■ **Input for this task**:
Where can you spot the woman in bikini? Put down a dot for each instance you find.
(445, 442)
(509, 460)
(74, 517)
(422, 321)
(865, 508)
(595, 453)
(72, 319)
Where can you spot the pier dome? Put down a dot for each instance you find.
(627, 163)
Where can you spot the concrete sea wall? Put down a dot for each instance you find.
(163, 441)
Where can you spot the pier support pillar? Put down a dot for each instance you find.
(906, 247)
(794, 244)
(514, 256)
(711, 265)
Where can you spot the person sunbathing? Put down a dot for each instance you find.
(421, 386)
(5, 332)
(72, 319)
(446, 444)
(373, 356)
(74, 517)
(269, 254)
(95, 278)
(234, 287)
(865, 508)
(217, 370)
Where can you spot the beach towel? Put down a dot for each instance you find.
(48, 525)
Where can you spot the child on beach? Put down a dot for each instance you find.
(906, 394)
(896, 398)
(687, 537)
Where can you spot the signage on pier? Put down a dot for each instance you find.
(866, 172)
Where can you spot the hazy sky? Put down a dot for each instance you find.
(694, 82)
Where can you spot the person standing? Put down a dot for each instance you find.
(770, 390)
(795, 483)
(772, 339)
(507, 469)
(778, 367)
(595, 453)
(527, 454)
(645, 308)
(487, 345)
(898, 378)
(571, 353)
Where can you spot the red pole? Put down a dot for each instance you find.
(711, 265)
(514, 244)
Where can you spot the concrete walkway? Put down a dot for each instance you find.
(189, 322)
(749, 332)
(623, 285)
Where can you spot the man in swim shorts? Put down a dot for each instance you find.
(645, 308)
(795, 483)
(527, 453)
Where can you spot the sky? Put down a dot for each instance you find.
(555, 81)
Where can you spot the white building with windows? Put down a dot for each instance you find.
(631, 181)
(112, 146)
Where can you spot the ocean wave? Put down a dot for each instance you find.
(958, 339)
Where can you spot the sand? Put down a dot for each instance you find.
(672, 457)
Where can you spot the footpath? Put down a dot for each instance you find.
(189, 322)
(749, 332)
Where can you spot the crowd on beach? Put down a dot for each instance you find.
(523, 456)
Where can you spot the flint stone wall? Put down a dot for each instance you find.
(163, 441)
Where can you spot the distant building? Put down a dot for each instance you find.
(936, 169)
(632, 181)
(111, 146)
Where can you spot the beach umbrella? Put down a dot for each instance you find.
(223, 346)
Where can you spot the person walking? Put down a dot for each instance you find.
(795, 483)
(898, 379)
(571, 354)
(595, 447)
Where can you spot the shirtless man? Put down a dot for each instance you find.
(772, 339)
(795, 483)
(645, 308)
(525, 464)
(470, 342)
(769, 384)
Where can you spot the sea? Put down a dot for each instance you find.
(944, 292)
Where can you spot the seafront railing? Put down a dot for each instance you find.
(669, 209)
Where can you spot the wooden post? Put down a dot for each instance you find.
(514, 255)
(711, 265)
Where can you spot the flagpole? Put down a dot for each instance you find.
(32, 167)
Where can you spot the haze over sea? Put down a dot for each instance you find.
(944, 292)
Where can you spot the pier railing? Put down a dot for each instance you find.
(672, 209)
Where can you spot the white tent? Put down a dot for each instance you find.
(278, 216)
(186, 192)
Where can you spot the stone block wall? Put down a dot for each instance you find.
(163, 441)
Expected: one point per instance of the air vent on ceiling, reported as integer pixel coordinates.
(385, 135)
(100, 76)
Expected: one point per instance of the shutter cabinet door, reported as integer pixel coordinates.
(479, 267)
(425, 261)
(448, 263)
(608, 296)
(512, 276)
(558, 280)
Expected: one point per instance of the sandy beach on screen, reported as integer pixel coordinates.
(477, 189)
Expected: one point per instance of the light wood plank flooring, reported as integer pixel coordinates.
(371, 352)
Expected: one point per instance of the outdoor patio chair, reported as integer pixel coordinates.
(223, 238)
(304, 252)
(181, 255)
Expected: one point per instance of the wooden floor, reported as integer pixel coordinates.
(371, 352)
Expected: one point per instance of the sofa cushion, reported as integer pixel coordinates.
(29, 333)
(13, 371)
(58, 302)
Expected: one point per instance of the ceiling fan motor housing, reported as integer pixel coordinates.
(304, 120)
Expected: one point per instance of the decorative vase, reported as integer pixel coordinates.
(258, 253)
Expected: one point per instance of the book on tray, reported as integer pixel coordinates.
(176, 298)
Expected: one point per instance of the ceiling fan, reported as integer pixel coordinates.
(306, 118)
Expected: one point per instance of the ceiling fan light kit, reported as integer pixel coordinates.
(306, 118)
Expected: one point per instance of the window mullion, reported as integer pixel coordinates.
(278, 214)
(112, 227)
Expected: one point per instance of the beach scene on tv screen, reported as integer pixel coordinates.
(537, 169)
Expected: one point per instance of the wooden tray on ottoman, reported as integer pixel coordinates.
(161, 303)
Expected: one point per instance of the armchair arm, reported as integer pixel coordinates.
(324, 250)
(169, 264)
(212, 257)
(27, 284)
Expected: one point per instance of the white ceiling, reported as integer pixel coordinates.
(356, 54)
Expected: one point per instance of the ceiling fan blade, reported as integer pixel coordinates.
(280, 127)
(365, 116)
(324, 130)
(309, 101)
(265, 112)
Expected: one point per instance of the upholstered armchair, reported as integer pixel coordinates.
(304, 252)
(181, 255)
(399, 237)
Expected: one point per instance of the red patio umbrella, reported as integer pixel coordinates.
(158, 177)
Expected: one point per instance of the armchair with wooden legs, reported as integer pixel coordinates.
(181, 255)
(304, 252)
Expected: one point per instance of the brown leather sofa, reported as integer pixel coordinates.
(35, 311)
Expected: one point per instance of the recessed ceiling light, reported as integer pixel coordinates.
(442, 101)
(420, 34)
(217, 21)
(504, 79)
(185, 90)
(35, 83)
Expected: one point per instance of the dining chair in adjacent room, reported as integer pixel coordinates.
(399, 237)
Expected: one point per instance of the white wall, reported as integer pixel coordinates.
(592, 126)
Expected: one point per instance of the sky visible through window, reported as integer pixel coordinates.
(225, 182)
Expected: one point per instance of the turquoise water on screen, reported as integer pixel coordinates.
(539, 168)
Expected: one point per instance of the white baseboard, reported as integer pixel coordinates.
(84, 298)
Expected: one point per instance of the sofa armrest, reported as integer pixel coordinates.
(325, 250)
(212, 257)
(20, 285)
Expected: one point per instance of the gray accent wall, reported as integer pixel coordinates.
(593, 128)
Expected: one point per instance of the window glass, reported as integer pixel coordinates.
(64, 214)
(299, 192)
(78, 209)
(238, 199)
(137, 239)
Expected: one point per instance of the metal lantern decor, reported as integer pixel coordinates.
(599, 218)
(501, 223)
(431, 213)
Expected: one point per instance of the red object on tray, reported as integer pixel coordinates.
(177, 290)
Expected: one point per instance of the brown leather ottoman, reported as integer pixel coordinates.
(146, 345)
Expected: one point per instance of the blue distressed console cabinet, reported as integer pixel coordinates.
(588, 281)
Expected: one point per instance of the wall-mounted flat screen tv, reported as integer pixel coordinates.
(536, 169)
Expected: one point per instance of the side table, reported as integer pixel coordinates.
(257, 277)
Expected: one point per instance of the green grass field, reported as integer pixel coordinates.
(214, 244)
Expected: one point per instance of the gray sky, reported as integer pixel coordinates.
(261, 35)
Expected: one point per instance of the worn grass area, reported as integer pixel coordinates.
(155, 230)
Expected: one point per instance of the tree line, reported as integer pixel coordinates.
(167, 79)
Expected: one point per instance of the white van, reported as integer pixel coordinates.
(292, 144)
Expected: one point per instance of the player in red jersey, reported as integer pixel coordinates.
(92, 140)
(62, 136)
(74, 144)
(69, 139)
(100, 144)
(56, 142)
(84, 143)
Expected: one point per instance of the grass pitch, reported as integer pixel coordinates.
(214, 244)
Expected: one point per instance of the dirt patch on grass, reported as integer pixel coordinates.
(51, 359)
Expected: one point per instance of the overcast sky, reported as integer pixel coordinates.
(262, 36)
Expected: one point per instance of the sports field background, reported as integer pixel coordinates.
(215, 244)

■ **What you have to do**:
Transcribe, word for word, every line from the one containing "Expected: one point per instance of the overcast" through the final line of the entries, and nothing else.

■ **Task response**:
Expected: one point per instance of the overcast sky, reported as integer pixel coordinates.
(262, 36)
Expected: one point per instance of the sports field background, reported as integer pixel coordinates.
(215, 244)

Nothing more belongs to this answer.